The whole listing needs to be written out exactly, except for any images.

::::::::

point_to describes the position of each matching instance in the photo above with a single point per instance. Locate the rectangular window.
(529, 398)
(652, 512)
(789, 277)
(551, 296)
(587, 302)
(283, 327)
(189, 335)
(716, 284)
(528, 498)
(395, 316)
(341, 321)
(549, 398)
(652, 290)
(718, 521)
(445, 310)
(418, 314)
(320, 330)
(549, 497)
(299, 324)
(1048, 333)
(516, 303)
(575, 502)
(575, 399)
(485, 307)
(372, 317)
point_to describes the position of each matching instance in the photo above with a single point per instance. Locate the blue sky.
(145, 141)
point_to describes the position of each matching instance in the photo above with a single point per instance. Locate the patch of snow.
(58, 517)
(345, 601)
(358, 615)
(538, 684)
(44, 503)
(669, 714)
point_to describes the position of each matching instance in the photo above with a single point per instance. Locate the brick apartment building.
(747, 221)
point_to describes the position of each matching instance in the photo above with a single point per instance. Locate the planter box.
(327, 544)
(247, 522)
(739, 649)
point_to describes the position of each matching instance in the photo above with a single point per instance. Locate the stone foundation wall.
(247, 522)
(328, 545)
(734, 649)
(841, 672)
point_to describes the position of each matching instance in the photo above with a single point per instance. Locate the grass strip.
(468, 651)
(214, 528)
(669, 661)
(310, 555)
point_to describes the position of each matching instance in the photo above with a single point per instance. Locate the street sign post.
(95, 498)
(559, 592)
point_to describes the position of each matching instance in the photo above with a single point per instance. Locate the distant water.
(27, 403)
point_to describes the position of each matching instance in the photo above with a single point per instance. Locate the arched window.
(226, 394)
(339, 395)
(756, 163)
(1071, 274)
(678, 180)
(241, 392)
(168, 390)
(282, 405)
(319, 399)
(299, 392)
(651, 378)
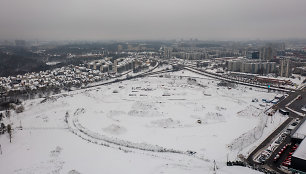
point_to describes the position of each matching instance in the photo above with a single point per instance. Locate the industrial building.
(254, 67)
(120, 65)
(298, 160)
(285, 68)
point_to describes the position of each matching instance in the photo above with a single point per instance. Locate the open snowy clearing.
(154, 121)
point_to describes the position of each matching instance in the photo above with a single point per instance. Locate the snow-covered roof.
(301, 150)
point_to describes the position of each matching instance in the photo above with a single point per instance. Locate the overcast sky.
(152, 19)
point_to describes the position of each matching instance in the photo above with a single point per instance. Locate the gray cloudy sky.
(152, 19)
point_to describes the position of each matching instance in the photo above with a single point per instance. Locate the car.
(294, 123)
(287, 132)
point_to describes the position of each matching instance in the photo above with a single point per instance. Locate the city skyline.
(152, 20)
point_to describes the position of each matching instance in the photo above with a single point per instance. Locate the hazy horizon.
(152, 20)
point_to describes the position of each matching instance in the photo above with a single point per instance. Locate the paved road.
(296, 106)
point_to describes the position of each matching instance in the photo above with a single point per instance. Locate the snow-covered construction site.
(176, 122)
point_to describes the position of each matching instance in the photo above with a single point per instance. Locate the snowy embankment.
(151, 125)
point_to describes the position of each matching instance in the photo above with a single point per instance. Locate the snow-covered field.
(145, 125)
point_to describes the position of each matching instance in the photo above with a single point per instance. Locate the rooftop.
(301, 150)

::::::::

# [RESPONSE FOR THIS EXERCISE]
point_to describes the position of each matching instance in the photo above with a single point per instance. Locate the rectangular window.
(529, 398)
(652, 512)
(789, 277)
(551, 296)
(587, 302)
(283, 327)
(189, 335)
(716, 284)
(528, 498)
(395, 316)
(341, 321)
(549, 398)
(652, 290)
(718, 521)
(445, 310)
(418, 314)
(320, 330)
(549, 497)
(299, 324)
(1048, 333)
(516, 303)
(575, 502)
(575, 399)
(485, 307)
(372, 317)
point_to describes the position of each matching instance in the photo above with a single point per instance. Locate the blue sky.
(145, 141)
point_to describes the position of each matching instance in the photo above with a single point per instance. Locate the patch of snow.
(58, 517)
(345, 601)
(358, 615)
(538, 684)
(44, 503)
(669, 714)
point_to describes the position of each matching instance in the photo above with a single point per instance. Locate the brick apartment building.
(747, 221)
point_to describes the position of each matching instance in the photo above with a single point per instance. Locate the planter box.
(327, 544)
(247, 522)
(739, 649)
point_to describes the position of each matching instance in the photo above with a single point per instance. Locate the stone foundation wall.
(247, 522)
(328, 545)
(734, 649)
(841, 672)
point_to describes the position of each matching instance in the photo above with a single point per instance. Locate the grass strip.
(468, 651)
(214, 528)
(669, 661)
(310, 555)
point_to describes the position of each matching instance in the photo above with a single point per instance. Locate the street sign post.
(95, 498)
(559, 592)
point_to describes the position of each matching instance in the photo above with a single point per instance. Locate the distant water.
(27, 403)
point_to describes the position of each matching instance in the photo above with a single point per instance. Locate the arched window.
(226, 394)
(339, 395)
(756, 163)
(1071, 274)
(678, 180)
(241, 392)
(168, 390)
(282, 405)
(319, 399)
(299, 392)
(651, 378)
point_to describes the position of each matching instance in the photo above with a single point per instance. Locate the industrial building.
(254, 67)
(120, 65)
(298, 160)
(285, 68)
point_to describes the position of each matching instance in the photo above with a single point per instance. Locate the open snowy clearing.
(154, 121)
point_to describes the position of each matching instance in the photo above with a single point per instance. Locate the snow-covered roof.
(301, 150)
point_to describes the position of each matching instance in the photo above with a single point per instance. Locate the overcast sky.
(152, 19)
point_to describes the position of each matching instance in the photo above with a single point per instance. Locate the gray cloudy sky.
(152, 19)
point_to describes the position of each matching instance in the photo above with a single point per instance. Locate the car.
(294, 123)
(287, 132)
point_to describes the position of each matching instance in the photo above with a single point per instance. Locate the city skyline.
(152, 20)
point_to describes the position of each matching instance in the photo above with a single point per instance. Locate the hazy horizon.
(152, 20)
point_to describes the position of each matching instance in the photo above with a single point per instance. Locate the paved road.
(296, 106)
point_to describes the position of each matching instance in the photo above with a single point per instance. Locate the snow-covered construction site.
(176, 122)
point_to describes the position of each matching instance in the photo above with a single point per instance. Locate the snowy embankment.
(151, 125)
point_to describes the position of each matching instance in the photo above with a single point per instance. Locate the snow-covered field.
(145, 125)
point_to describes the position of each matching instance in the photo above with a single point per instance. Locate the rooftop.
(301, 150)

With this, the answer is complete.